# start of PROVIDED PASSAGE

/ Safety Management Systems / March 20,2011
Occurrence or Hazard Investigation / Version 1
Introduction / Page 1

Occurrence or Hazard Investigation

Introduction

Operator’s need to have a process in place to investigate or follow up any event or condition that has the potential to affect their operation, whether it is in the realm of safety, operational efficiency or financial.

Any event or condition that can have a negative effect should be deemed a threat. To properly react to any given threat, you must first understand what the threat is and respond with a measured response. You can view this as a scale of response. The goal is a proper response that doesn’t waste personnel’s time or company resources but has the effect of properly mitigating the threat to an acceptable level.

In the section on Risk management you will find various definitions and explanations of the basic aspects of Risk Management. In this section we will concentrate on the specific activities around the process used to identify the risks following an event or a report identifying a potential hazard.

Throughout the explanation it will be beneficial for you to keep the flow chart handy so that you can follow the logic and flow of the explanations.

We will be covering two versions of the process, the full or long form version which is used for major investigations following serious events and the short form which should be used in the majority of investigations.

The reason for having two versions is that the majority of events will only require an short form investigation. However if the event is quite serious or had the potential of becoming a major accident, you may want to conduct a full blown investigation. The major difference between the two is the amount of people involved in the process and the length of time to complete.

A short form can be done in a few days whereas a full investigation could take weeks.

If you’re going to use both types then you need to develop what criteria you will use to do one or the other. One approach is to start every investigation as if it will be a full investigation and then review the event to see if it warrants being investigated by the short form. In this way if you err it will be on the cautious side.

Definitions

Assumption / Accepting the risk and proceeding.
Avoidance / Use of an alternative approach that does not have as high a level of risk.
Consequence / The possible negative outcomes of the current conditions that are creating uncertainty.
Hazard / a source of potential harm, or a situation with a potential for causing harm, in terms of human injury; damage to health, property, the environment, and other things of value; or some combination of these.
Hazard Matrix / A table used in the prioritizing of analyzed risks
Hazard Risk Index / The analysis of a hazard by estimating its probability and severity, the result of which is the Risk Index.
Mitigation / The measures to eradicate the hazard or to reduce the probability or the severity of a risk, thereby reducing the Risk Index.
Potential Remedial Action / Possible action, such as procedural or equipment changes that are use to lower the risk index.
Probability / An expression of how likely the risk is to cause loss, damage, or injury.
Risk / The potential consequences of a hazard, measured in terms of severity and probability
Risk Control / Controlling risks involves the development of a risk reduction plan and then tracking to the plan.
Risk Management / The sum of all proactive management-directed activities that are intended to acceptably accommodate the possibility of failure.
Risk Management Process / A systematic way of identifying, analyzing, and managing risks.

# end of PROVIDED PASSAGE
# start of STORED ROWS

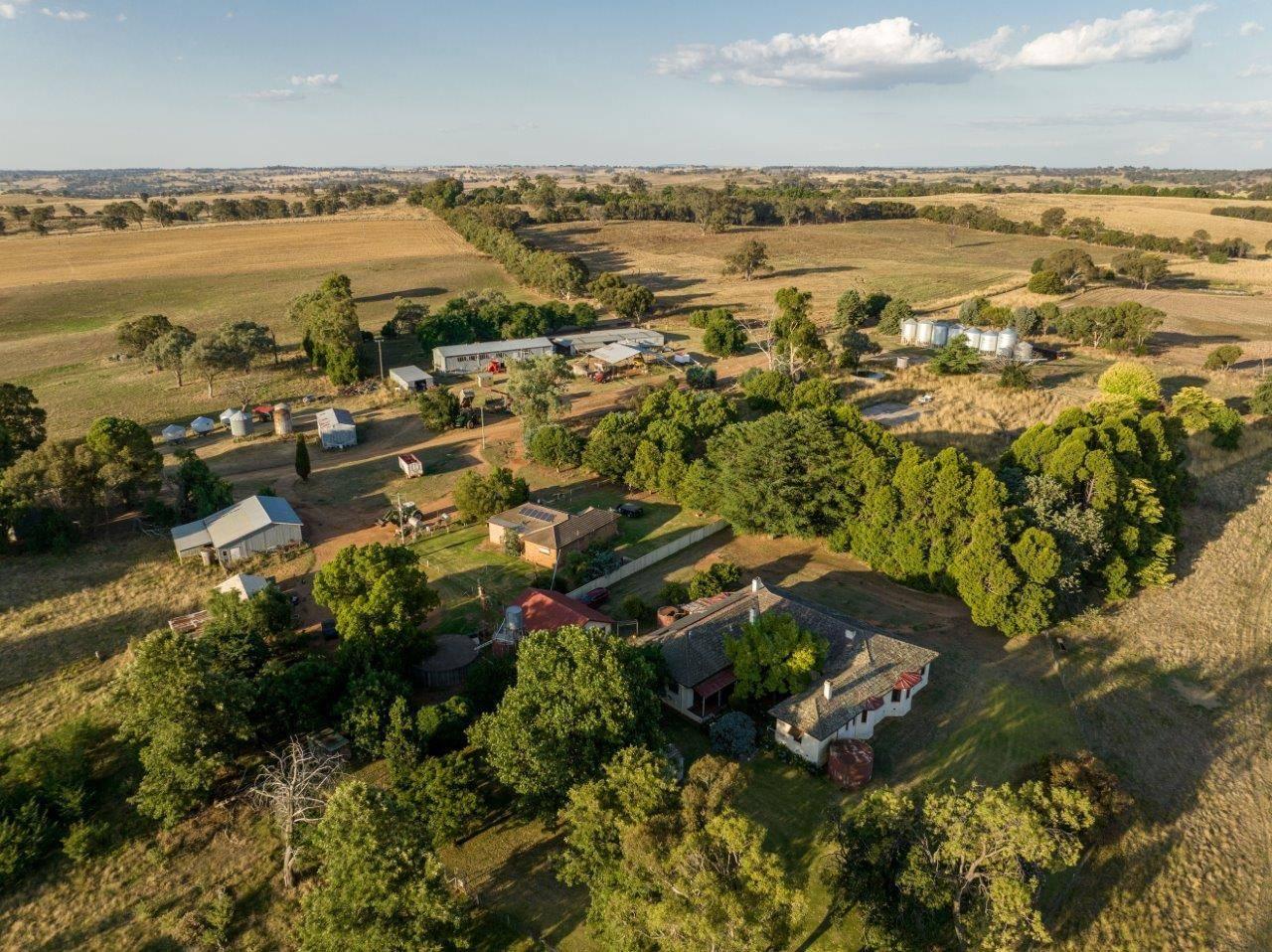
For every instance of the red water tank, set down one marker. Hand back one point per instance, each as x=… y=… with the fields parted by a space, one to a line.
x=851 y=764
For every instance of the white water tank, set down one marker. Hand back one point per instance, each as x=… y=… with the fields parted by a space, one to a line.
x=240 y=424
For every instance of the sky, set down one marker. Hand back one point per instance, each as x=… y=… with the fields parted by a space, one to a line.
x=192 y=82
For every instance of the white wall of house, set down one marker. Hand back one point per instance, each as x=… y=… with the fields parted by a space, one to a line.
x=860 y=728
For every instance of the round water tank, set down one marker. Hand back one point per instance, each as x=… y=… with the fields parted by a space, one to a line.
x=281 y=420
x=240 y=424
x=850 y=764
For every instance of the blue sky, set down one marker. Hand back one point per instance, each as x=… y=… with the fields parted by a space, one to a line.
x=108 y=82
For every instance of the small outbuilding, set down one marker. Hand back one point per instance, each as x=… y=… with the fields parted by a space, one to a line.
x=411 y=379
x=336 y=429
x=253 y=526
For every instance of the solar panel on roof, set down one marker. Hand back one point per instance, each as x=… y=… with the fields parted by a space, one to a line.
x=533 y=512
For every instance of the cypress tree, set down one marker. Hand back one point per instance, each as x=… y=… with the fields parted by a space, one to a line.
x=302 y=457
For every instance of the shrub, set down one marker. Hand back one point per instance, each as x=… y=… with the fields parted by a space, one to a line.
x=700 y=377
x=1045 y=282
x=732 y=735
x=673 y=593
x=1130 y=379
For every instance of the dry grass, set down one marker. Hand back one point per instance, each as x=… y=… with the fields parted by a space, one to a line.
x=929 y=263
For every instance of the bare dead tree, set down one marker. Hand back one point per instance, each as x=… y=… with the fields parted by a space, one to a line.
x=293 y=787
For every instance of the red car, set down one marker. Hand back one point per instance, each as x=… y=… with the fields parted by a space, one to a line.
x=596 y=596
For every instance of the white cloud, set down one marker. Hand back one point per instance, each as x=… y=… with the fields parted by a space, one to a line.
x=275 y=95
x=1135 y=36
x=876 y=55
x=65 y=16
x=317 y=79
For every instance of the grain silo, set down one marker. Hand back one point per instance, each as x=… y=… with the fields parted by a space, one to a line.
x=281 y=419
x=240 y=424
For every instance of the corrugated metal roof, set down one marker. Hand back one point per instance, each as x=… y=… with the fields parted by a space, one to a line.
x=494 y=347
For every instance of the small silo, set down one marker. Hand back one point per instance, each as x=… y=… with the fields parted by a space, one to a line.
x=240 y=424
x=850 y=764
x=281 y=420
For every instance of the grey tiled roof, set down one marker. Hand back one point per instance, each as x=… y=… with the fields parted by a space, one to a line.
x=859 y=669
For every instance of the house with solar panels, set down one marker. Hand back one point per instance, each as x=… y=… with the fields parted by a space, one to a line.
x=548 y=536
x=868 y=675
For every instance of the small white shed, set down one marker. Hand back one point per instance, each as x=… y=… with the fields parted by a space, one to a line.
x=411 y=379
x=336 y=429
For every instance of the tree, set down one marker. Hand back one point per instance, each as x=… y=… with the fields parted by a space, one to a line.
x=1045 y=282
x=535 y=390
x=1130 y=379
x=773 y=656
x=381 y=887
x=439 y=408
x=1072 y=266
x=579 y=698
x=293 y=788
x=959 y=866
x=480 y=497
x=22 y=422
x=303 y=457
x=128 y=462
x=958 y=357
x=894 y=312
x=135 y=336
x=1146 y=270
x=186 y=708
x=749 y=258
x=555 y=445
x=380 y=597
x=1222 y=357
x=169 y=350
x=723 y=336
x=675 y=870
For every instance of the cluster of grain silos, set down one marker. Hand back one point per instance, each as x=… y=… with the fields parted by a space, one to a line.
x=1004 y=343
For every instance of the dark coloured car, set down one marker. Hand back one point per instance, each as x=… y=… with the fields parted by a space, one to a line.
x=596 y=596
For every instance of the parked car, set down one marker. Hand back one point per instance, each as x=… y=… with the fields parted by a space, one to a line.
x=596 y=596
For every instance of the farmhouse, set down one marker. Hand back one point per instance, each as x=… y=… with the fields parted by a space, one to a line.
x=336 y=429
x=471 y=358
x=411 y=379
x=544 y=610
x=549 y=535
x=255 y=525
x=588 y=341
x=868 y=675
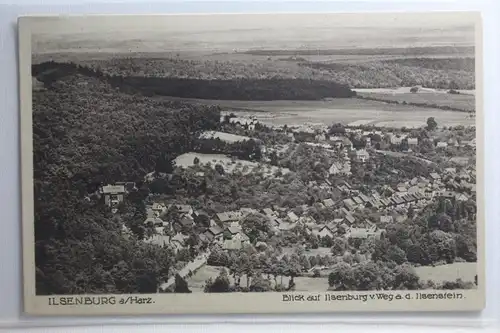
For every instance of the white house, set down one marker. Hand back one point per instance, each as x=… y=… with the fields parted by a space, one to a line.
x=322 y=231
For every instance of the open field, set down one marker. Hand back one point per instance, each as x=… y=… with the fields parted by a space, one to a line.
x=342 y=110
x=460 y=270
x=406 y=90
x=186 y=160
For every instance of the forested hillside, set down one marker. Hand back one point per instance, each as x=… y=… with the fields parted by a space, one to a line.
x=86 y=133
x=231 y=88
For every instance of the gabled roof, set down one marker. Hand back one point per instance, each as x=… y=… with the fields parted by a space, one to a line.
x=229 y=216
x=183 y=208
x=234 y=230
x=345 y=211
x=435 y=175
x=328 y=202
x=232 y=244
x=153 y=220
x=292 y=216
x=357 y=200
x=268 y=211
x=186 y=222
x=215 y=230
x=286 y=226
x=203 y=238
x=386 y=219
x=179 y=238
x=364 y=197
x=349 y=218
x=113 y=189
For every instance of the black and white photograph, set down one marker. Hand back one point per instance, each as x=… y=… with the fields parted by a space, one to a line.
x=253 y=153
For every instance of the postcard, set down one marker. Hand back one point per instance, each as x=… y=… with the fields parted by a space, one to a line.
x=252 y=163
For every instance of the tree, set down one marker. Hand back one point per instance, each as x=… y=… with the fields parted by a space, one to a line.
x=431 y=124
x=219 y=169
x=405 y=278
x=396 y=254
x=181 y=285
x=339 y=246
x=164 y=164
x=220 y=285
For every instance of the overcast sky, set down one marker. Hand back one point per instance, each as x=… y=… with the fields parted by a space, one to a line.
x=224 y=32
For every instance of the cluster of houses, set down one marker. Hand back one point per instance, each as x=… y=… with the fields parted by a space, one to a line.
x=244 y=122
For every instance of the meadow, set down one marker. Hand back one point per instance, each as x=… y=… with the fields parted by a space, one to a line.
x=450 y=272
x=345 y=111
x=462 y=101
x=230 y=165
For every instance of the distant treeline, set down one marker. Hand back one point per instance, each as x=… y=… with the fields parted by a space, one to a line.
x=449 y=73
x=410 y=51
x=232 y=89
x=459 y=64
x=418 y=104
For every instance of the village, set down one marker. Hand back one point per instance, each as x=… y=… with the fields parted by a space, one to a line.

# end of STORED ROWS

According to the text on occurrence or hazard investigation, how long could a full investigation take?

A full investigation could take weeks.